▸ Dataset extract:
·····
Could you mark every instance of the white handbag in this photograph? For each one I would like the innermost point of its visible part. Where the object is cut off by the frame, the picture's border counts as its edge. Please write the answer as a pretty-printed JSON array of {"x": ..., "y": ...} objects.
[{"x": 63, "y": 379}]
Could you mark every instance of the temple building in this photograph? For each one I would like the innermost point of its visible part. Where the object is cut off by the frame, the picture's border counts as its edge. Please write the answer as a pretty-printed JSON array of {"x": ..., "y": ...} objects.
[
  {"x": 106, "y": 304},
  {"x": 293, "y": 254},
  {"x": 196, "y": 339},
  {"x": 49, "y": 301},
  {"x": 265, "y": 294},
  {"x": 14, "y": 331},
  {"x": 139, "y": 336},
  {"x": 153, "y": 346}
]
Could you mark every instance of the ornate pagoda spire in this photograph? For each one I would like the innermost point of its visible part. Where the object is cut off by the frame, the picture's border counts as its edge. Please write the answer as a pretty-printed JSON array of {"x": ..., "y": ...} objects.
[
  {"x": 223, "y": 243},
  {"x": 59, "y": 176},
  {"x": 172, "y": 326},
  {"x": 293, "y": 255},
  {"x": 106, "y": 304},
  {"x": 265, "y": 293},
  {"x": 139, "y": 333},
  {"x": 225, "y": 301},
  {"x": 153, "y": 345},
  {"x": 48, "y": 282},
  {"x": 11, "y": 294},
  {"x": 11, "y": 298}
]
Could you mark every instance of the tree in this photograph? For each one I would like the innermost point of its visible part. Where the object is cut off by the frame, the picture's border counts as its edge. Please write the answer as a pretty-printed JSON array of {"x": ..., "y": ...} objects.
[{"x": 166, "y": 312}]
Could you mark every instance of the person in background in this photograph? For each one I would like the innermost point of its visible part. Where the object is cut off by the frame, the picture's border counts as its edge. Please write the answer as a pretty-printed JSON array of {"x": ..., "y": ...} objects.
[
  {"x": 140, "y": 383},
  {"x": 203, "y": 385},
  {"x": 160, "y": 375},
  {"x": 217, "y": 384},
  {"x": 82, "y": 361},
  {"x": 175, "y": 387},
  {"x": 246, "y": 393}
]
·····
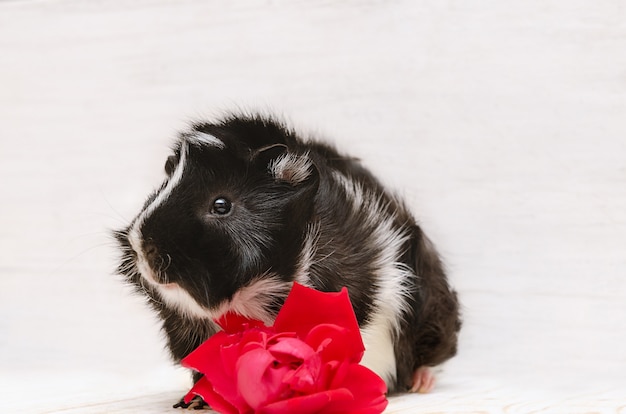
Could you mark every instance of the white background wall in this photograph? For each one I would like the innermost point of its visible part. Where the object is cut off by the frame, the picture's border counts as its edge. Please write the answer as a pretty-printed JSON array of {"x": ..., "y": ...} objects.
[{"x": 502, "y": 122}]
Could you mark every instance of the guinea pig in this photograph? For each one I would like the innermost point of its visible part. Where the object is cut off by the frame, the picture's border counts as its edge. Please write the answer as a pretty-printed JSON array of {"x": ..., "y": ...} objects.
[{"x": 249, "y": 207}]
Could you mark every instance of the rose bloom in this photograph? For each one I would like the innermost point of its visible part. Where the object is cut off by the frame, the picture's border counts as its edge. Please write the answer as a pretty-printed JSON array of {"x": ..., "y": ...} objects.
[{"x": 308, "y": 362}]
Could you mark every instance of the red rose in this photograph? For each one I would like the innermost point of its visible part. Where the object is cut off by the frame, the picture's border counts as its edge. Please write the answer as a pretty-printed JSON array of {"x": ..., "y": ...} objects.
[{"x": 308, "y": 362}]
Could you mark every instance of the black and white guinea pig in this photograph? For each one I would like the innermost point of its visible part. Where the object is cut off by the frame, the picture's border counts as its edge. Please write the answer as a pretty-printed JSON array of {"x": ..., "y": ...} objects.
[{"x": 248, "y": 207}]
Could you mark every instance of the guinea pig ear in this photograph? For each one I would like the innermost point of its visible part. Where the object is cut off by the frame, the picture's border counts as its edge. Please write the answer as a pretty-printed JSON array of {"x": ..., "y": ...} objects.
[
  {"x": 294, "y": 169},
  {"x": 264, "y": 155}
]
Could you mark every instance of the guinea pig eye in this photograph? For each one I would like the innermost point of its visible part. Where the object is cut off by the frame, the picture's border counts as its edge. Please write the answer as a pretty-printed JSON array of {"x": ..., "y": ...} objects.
·····
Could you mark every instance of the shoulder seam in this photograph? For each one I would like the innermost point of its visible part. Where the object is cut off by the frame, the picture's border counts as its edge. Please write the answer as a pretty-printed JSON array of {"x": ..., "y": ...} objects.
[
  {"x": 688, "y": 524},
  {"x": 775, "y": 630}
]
·····
▸ The problem: Give back, exactly as written, the stretch from the line with "Could you mark every instance of the guinea pig ear" through the line with "Could you mark every instance of the guinea pig eye", and no other lines from the records above.

▸ Answer section:
Could you mark every instance of the guinea pig ear in this photograph? For each one I would like the innermost point of its visible part. Where the object is cut off by the frame, the picture's border counts as its edge. Please write the answer as a pretty-printed JSON array of {"x": ..., "y": ...} objects.
[
  {"x": 294, "y": 169},
  {"x": 264, "y": 155}
]
Could you mark every instance of the guinea pig eye in this photograph? For each one I would like the innermost point of its visible part. Where the object is cut off by the frame, the picture's border counts as its edge. Please write the answer as a pretty-printed JSON array of {"x": ..., "y": ...} objects.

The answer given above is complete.